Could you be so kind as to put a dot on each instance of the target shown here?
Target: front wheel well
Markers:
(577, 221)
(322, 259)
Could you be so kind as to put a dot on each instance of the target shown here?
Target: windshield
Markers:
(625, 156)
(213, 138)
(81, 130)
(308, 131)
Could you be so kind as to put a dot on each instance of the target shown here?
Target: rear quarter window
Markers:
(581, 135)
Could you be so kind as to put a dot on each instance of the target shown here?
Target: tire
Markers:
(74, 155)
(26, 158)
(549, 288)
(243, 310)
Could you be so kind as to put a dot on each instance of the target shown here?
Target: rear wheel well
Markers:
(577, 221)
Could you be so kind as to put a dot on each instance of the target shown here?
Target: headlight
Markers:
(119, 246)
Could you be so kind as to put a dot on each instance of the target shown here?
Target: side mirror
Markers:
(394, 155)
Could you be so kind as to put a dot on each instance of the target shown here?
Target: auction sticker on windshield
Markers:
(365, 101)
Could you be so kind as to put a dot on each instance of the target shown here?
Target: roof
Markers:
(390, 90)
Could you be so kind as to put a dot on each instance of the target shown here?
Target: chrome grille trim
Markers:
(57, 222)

...

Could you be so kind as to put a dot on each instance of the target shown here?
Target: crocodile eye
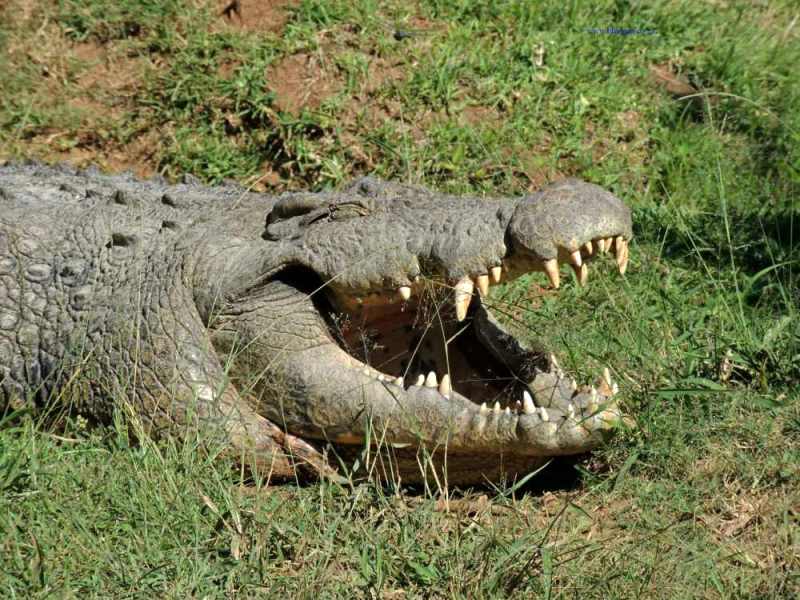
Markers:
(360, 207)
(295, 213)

> _What the task requires_: Could you find each line in the entries that contains the string "rear" and copy it?

> _Response to this task_:
Target: rear quarter window
Target: rear wheel well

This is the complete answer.